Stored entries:
+===+

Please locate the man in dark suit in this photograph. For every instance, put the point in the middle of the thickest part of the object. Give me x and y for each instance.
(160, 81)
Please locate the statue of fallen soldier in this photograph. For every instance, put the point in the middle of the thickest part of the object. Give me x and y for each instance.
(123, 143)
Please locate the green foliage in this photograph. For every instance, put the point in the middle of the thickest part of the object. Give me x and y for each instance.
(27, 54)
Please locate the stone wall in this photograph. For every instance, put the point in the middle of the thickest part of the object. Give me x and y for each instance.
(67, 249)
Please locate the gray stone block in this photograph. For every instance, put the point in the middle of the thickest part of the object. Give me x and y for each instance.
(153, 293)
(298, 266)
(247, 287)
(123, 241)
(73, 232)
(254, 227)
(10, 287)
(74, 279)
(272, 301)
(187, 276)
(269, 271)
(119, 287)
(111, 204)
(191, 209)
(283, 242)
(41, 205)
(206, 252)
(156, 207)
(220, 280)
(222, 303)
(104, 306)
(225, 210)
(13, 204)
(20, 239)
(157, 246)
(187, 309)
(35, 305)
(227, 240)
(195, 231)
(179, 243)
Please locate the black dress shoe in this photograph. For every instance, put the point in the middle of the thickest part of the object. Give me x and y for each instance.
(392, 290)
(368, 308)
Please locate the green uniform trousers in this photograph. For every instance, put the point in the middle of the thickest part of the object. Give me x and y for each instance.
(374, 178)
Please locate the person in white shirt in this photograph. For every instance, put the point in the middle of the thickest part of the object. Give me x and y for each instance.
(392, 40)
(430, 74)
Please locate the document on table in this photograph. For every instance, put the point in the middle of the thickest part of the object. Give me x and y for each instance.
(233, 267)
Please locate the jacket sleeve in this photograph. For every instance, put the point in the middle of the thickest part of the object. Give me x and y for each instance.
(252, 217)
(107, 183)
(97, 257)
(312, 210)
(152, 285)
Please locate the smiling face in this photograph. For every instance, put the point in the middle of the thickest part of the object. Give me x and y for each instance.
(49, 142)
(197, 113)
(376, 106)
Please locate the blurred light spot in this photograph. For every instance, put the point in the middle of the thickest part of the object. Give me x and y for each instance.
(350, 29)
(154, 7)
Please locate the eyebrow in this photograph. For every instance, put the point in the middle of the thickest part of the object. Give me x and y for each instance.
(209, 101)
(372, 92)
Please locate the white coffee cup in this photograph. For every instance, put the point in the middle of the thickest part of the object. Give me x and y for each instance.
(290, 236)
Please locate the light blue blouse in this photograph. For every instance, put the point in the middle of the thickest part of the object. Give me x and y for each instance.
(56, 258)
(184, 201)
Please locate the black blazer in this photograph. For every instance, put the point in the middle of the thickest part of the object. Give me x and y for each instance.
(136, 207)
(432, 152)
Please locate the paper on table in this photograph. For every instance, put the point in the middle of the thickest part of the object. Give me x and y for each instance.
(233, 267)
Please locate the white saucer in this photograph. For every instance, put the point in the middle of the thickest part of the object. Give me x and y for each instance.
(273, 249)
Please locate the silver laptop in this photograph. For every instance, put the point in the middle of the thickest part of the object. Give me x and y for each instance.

+===+

▶ **Task requirements**
An exact copy of every line above is what this asks for.

▶ **Task solution**
Please locate the man in dark suit in this photograph. For every instance, put the point in the middle of the thickest part of the object. Give me x and y for each instance.
(160, 81)
Please locate the statue of fallen soldier in this photograph. For every instance, put the point in the middle of the thickest part of the object. Give me x and y for each instance.
(123, 143)
Please locate the green foliage in this photograph. For every instance, put the point in the middle of the thickest part of the object. Give me x and y for each instance.
(27, 54)
Please locate the stone wall in this photograph. For every instance, put the point in the middle of the thickest part of the object. Give me x and y for each instance.
(67, 249)
Please locate the gray stone block in this photograph. For every instance, put the point in the middle of the thickest part of the object. Give me x and y for each instance.
(153, 293)
(298, 266)
(247, 287)
(123, 241)
(73, 232)
(254, 227)
(10, 287)
(74, 279)
(272, 301)
(187, 276)
(269, 271)
(119, 287)
(111, 204)
(191, 209)
(283, 242)
(41, 205)
(206, 252)
(156, 207)
(220, 280)
(222, 303)
(104, 306)
(225, 210)
(13, 204)
(20, 239)
(157, 246)
(187, 309)
(35, 305)
(227, 240)
(195, 231)
(179, 243)
Please locate the black dress shoe in this photograph. For every instance, put the point in the middle of the thickest part of the object. Give me x and y for each instance.
(392, 290)
(368, 308)
Please locate the green uniform trousers in this photograph. For every instance, put the point in the middle of the thickest part of the object. Give me x and y for each instance.
(374, 178)
Please locate the person in white shirt in this photograph. For every instance, put the point in the middle of the thickest part of the object. Give me x and y for each instance.
(392, 40)
(430, 74)
Please locate the document on table in this photograph. For every instance, put the point in the middle of the thickest part of the object. Give me x and y for each instance.
(233, 267)
Please locate the jacket sleeve in this photograph. For every instance, put the point in the middle of the thickest part of the object. Give me x and y for each instance.
(252, 217)
(107, 183)
(97, 257)
(312, 210)
(152, 285)
Please locate the smiling face in this photograph. For every instance, put the point in the middle of the thickest part of the object. Give me x and y for each instance.
(49, 142)
(197, 113)
(376, 106)
Please locate the blurred light spot in this photograph. For every instance, put the point in the middle of the thickest part of the object. Give me x and y for each instance.
(350, 29)
(154, 7)
Please locate the eyebrow in this photograph. For every instance, put the point in the middle of the thickest part of the object. Give me x and y for each instance.
(209, 101)
(372, 92)
Please locate the white coffee cup in this photograph. For every instance, put the point in the middle of the thickest part of the object. Give me x and y for each instance.
(290, 236)
Please locate the light blue blouse in this photograph. For every instance, put the point in the middle of the thickest part of the object. Give me x and y for each instance.
(56, 258)
(184, 201)
Please locate the black blazer in this photograph. For every instance, put the point in the middle of the thickest part of the object. Give me x and y for each instance.
(136, 207)
(432, 152)
Please locate the paper on table in this photograph. For every instance, put the point in the middle of the thickest part of the object. Give me x and y for each instance.
(233, 267)
Please locate the white saucer in this photograph. For every instance, put the point in the middle of the thickest part of the object. Give me x and y for each instance.
(273, 249)
Please locate the silver laptop in this photograph. For every instance, put the point in the middle of the thickest part of the object. Give me x and y for each instance.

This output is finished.